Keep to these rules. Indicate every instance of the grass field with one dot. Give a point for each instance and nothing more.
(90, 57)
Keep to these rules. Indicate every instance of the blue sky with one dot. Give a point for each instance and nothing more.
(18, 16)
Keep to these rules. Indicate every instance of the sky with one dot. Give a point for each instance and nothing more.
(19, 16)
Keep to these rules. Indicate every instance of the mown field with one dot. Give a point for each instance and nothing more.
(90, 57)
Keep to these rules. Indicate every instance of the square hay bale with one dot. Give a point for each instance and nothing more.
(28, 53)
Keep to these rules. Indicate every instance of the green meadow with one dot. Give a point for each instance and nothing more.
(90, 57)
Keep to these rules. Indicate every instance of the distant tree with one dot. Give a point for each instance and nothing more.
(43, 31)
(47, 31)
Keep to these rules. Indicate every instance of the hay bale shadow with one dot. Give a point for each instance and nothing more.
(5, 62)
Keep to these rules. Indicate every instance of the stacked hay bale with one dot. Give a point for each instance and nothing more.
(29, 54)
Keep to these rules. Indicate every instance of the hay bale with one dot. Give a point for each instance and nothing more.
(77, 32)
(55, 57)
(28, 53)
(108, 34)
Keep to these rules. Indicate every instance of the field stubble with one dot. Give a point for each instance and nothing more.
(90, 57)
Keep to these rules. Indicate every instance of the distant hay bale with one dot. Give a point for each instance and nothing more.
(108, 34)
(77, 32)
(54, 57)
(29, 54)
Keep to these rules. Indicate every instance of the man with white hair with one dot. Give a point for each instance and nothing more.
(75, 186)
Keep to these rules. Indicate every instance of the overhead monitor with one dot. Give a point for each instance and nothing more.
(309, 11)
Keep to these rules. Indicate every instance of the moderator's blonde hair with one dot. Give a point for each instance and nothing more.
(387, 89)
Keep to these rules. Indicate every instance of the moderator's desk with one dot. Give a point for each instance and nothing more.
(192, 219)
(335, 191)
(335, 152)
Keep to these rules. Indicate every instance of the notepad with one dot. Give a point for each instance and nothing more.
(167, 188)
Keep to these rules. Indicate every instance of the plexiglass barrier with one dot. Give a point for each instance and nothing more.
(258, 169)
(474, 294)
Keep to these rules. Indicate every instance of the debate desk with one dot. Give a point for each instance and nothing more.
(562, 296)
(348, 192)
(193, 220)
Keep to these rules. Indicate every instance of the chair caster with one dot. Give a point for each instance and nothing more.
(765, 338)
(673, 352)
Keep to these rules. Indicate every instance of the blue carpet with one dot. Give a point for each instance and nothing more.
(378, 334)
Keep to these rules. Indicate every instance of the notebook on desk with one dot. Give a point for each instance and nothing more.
■ ■ ■ ■ ■ ■ ■
Job:
Reproduce only the lines between the line containing "Keep to these rules. Indicate every instance of the notepad" and the last line of the records, those two lines included, exactly.

The output:
Keep to these rules. Indicate every instance of the notepad with one dot. Give a point for each instance and nothing more.
(167, 188)
Keep to these rules. Indicate every instance of the plexiglass barrier with one dot. Give a point for each instance and nothing more.
(258, 169)
(474, 294)
Keep to these rules. Indicate every instance of the debate desk with one dot. Give a point for each instance and nothing more.
(562, 296)
(348, 192)
(193, 220)
Keep to these rules. Indicate every instance of the chair caster with one dot. Give a point for each instance and nothing more.
(765, 338)
(673, 352)
Keep to these rules. Indicate every instance of the blue carpet with one dot. Give a point for each instance and nothing more.
(378, 334)
Keep to these rules. Indicate every instance of the notebook on desk with one dot. Give a point for each instance and nothing more.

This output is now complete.